Douglas Kass, the founder of Seabreeze Partners Management Inc in Palm Beach, Florida, who recommended buying stocks at the March 2009 low says the benchmark gauge may rise 18 per cent to 1,600 next year as politicians reach a budget compromise and the economy continues to expand.
“The No. 1 mistake that is being made is the old proverb, ‘Once bitten, twice shy’,” Kass said in a November 14 Bloomberg Radio interview with Tom Keene. “Market participants today are incorrectly playing the last war, which took place during the budget deliberations in August of last year. Those fears are misplaced.”
Savita Subramanian of Bank of America Corp says the index will rally to 1,600 on rising corporate profits and diminishing concerns about the global economy. John Stoltzfus, at Oppenheimer & Co, forecasts the gauge will climb to 1,585 and Goldman Sachs Group Inc’s David Kostin estimates 1,575, based on support from the Federal Reserve’s third round of bond purchases. Fed Chairman Ben S Bernanke pledged in September that the central bank will buy $40 billion of mortgage securities a month until the US labor market recovers.
Optimism is misplaced unless Obama and Republican leaders are able to agree on measures to avoid the mandated cuts and tax increases, according to James Bianco, president of Bianco Research LLC in Chicago.
The $607 billion burden could cause the world’s largest economy to shrink 0.5 per cent next year, according to a November 8 Congressional Budget Office report.
“Up until the election day no one had priced in a fiscal cliff because the thinking overwhelmingly on Wall Street was there wasn’t going to be one,” Bianco said in a November 14 Bloomberg Television interview. “We’re only now starting to price it in and we’ve only been pricing it in for a week. If we continue to keep our pencils down, there’s going to be a lot more pain.”
The economy is recovering at the slowest post-recession rate since World War II, as the housing market stagnated until this year and unemployment stayed above 8 per cent through August.

---------------

▶ _Set problem 1_: Gather every line of the entries that contains the word "bank".

▶ _Supplied material_:
---------------

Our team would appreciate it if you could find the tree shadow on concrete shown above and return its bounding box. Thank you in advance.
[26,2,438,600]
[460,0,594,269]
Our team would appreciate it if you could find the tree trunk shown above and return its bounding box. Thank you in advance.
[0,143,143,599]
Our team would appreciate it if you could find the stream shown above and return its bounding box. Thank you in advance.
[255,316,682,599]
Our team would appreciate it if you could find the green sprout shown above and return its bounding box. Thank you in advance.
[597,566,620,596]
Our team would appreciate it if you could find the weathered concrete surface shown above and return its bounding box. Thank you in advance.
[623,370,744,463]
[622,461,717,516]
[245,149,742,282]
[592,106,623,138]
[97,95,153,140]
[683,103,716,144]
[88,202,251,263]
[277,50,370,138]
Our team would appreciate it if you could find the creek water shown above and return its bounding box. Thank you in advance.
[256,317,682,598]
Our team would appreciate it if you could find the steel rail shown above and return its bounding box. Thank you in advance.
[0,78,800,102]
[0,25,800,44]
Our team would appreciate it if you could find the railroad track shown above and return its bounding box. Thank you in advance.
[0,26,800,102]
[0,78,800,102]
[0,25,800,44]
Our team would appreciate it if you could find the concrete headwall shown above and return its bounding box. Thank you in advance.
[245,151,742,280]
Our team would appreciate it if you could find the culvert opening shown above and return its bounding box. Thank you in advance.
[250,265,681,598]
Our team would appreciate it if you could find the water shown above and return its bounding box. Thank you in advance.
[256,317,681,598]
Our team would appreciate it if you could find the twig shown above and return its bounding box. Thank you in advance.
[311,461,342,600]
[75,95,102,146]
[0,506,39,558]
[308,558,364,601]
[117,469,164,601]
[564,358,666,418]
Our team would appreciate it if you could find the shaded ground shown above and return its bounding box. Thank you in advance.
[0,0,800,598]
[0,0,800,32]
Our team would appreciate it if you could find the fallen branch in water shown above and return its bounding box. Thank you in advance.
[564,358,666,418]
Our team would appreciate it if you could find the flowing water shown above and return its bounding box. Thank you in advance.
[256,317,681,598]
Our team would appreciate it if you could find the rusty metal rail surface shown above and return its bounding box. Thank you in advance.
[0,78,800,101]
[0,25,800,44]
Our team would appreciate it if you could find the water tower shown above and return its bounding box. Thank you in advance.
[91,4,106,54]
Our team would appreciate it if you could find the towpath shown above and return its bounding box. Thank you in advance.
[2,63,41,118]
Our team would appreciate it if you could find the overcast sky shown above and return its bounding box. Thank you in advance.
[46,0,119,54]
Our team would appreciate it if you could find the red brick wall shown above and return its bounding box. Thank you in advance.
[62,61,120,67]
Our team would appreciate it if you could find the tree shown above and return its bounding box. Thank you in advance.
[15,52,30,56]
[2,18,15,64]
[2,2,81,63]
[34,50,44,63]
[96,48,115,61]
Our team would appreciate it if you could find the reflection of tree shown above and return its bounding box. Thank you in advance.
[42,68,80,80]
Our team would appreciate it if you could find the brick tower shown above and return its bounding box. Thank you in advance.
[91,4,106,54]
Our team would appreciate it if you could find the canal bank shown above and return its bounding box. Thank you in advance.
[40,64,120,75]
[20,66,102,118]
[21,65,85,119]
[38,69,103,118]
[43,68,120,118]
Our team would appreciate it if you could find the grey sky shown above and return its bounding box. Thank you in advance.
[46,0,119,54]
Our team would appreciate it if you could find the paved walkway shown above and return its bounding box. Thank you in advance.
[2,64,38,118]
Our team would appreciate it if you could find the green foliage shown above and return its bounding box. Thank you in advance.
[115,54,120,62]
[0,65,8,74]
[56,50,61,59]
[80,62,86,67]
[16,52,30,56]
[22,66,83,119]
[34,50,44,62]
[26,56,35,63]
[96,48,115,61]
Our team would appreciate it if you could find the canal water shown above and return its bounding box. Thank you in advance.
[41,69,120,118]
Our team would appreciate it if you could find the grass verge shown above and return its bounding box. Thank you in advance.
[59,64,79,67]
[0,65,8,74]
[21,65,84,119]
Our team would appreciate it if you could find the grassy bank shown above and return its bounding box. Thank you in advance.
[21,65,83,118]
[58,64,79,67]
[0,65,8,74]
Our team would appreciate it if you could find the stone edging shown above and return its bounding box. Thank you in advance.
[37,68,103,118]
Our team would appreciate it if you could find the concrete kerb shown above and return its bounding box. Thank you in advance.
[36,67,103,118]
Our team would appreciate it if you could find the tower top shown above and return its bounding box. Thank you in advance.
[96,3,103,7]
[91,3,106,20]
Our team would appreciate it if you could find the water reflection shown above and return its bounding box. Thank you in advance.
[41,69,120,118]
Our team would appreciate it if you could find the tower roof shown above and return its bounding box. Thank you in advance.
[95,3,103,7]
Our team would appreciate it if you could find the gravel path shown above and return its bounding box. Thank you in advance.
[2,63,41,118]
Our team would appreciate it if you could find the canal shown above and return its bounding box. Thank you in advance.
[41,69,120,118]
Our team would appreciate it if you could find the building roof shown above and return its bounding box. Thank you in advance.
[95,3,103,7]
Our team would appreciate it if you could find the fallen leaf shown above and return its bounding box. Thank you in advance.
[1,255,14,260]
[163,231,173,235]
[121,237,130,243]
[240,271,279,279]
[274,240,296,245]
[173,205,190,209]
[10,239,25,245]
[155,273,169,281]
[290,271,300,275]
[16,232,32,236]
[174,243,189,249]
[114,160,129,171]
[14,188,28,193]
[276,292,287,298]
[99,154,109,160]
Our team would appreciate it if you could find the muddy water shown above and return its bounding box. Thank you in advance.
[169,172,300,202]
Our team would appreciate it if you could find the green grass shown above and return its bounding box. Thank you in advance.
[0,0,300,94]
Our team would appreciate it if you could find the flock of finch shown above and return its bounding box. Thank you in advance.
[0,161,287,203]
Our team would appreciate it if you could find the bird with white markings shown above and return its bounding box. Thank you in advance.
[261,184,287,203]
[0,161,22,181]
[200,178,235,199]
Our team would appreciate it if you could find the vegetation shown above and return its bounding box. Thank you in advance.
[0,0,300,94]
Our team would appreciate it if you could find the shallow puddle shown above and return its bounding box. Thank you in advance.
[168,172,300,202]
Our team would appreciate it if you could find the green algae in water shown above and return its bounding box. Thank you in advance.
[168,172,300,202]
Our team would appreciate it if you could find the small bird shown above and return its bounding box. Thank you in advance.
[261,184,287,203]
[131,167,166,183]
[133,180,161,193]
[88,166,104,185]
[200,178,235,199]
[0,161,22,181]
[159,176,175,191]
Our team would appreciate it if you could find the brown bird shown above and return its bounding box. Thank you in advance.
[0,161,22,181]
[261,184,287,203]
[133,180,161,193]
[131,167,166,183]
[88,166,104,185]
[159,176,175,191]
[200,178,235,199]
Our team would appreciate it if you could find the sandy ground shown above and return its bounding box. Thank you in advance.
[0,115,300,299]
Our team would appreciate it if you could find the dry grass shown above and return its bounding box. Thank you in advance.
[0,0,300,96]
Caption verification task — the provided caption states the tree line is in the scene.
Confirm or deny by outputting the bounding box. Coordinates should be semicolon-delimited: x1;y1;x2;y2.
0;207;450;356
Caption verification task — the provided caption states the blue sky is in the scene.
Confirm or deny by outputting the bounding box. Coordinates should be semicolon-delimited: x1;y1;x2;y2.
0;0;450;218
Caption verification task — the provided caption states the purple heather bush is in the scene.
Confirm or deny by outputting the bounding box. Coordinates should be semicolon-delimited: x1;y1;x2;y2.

---------------

▶ _Set problem 2_: Decide whether each statement agrees with the stock-forecast text, answering yes or no and quoting the words of that text that settle it: (a) Kass said the benchmark gauge may reach 1,600 next year; (b) David Kostin forecast that the gauge will climb to 1,585; (c) the Congressional Budget Office report was dated November 14.

▶ _Expected output 1_:
Our team would appreciate it if you could find the canal bank shown above and return its bounding box. Thank you in advance.
Our team would appreciate it if you could find the grassy bank shown above and return its bounding box. Thank you in advance.

▶ _Expected output 2_:
(a) Yes: "the benchmark gauge may rise 18 per cent to 1,600 next year"
(b) No: "Goldman Sachs Group Inc’s David Kostin estimates 1,575"
(c) No: "according to a November 8 Congressional Budget Office report"